[Directive]
Please format the rows below as a two-column CSV with the columns "text" and "points", one line per passage of text paired with the points listed after it. Put each value in a single quoted field, replace its line breaks with spaces, cover every row, and leave the pictures out.

Coordinate annotation records
****************************************
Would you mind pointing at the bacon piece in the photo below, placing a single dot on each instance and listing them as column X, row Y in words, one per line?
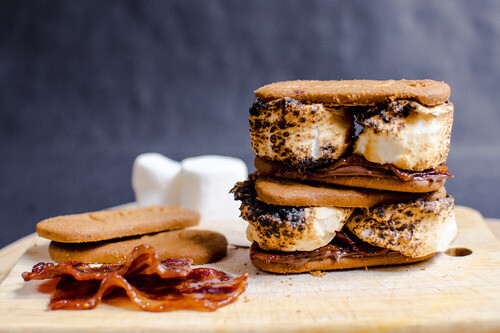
column 142, row 260
column 151, row 284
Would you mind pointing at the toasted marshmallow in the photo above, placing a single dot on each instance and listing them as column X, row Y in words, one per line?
column 288, row 131
column 408, row 135
column 415, row 229
column 206, row 182
column 314, row 229
column 156, row 180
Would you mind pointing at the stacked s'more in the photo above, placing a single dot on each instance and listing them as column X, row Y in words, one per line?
column 349, row 174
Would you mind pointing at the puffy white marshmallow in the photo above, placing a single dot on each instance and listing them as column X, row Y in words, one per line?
column 417, row 142
column 317, row 228
column 156, row 180
column 206, row 182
****************************************
[Response to this task]
text,points
"Would you mind pointing at the bacon piece in the photo below, placing a single dot on each instance and listing them as column X, row Y in words, one per line?","column 142, row 260 column 151, row 284"
"Would you mind pointing at the toasted marshmallow in the photo above, placing a single dot on each instance and listing them as column X, row Y in words, one per line?","column 288, row 131 column 408, row 135 column 415, row 229 column 206, row 182 column 314, row 229 column 156, row 180"
"Would you mind pointing at the stacked s'more in the photo above, placing a single dot on each instance and listing them as column X, row Y in words, one per line?","column 349, row 174"
"Would you mind pointing at the puffy white marshmallow in the photo above, placing a single dot on each instance and listing them as column X, row Y in words, one per line?","column 417, row 142 column 317, row 228 column 156, row 180 column 206, row 182"